Pointing rows
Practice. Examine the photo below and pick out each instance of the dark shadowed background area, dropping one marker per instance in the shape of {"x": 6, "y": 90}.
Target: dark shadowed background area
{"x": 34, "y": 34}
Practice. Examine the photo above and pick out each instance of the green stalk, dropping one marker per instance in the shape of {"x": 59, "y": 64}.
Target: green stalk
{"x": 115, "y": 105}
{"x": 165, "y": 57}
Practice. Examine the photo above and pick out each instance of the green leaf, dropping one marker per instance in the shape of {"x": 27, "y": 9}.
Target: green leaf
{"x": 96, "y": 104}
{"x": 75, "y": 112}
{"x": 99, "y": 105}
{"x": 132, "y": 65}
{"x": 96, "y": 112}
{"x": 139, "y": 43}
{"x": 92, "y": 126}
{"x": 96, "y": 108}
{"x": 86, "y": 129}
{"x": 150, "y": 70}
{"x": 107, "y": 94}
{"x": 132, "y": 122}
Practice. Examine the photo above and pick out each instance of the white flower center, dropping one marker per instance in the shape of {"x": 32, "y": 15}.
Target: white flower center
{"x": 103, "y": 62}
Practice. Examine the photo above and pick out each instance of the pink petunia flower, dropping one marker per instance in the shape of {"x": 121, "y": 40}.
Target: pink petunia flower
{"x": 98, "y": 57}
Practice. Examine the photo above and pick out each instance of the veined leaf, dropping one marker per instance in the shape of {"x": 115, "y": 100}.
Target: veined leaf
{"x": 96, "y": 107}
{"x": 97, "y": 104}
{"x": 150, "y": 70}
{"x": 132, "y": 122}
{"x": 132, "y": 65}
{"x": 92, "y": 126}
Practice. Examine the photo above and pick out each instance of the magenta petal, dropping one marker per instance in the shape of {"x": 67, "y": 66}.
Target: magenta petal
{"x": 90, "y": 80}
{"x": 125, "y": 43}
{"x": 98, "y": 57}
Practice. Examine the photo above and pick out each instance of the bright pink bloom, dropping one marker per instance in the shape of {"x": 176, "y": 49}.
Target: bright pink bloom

What needs to be done
Transcribe every row above word for word, keeping each one unchanged.

Answer to this problem
Practice. Examine the photo below and pick out each instance of the dark shadowed background area, dropping one marker per instance in the shape of {"x": 6, "y": 90}.
Target: dark shadowed background area
{"x": 34, "y": 34}
Practice. Examine the photo above and pick out each instance of the green stalk, dropping one marker per instance in the shape of {"x": 59, "y": 64}.
Target: green stalk
{"x": 115, "y": 105}
{"x": 165, "y": 57}
Practice. Examine the photo above and pick out each instance of the green leaf, dropping one marker per instance in the shape of {"x": 27, "y": 9}.
Target: green leaf
{"x": 96, "y": 104}
{"x": 75, "y": 112}
{"x": 99, "y": 105}
{"x": 132, "y": 65}
{"x": 96, "y": 112}
{"x": 139, "y": 43}
{"x": 92, "y": 126}
{"x": 96, "y": 108}
{"x": 86, "y": 129}
{"x": 150, "y": 70}
{"x": 107, "y": 94}
{"x": 132, "y": 122}
Practice. Examine the photo above and pick out each instance of the white flower center, dropping one marker per instance in the shape of {"x": 32, "y": 15}.
Target: white flower center
{"x": 103, "y": 62}
Practice. Examine the photo above and pick out each instance of the pink petunia flower, dropping one marker per instance in the shape of {"x": 121, "y": 40}.
Target: pink petunia flower
{"x": 98, "y": 57}
Practice. Examine the photo above and pick out each instance of the veined leaf, dropping one marker per instance in the shape of {"x": 115, "y": 100}.
Target: veined leaf
{"x": 96, "y": 107}
{"x": 97, "y": 104}
{"x": 150, "y": 70}
{"x": 132, "y": 122}
{"x": 132, "y": 65}
{"x": 92, "y": 126}
Practice. Examine the photo above and pick out each instance of the magenta petal, dropping one marker per instance in the shape of {"x": 67, "y": 66}.
Target: magenta petal
{"x": 90, "y": 80}
{"x": 125, "y": 43}
{"x": 98, "y": 57}
Practice. Examine the photo above and pick out each instance of the bright pink bloom, dropping one marker per instance in the shape of {"x": 176, "y": 49}.
Target: bright pink bloom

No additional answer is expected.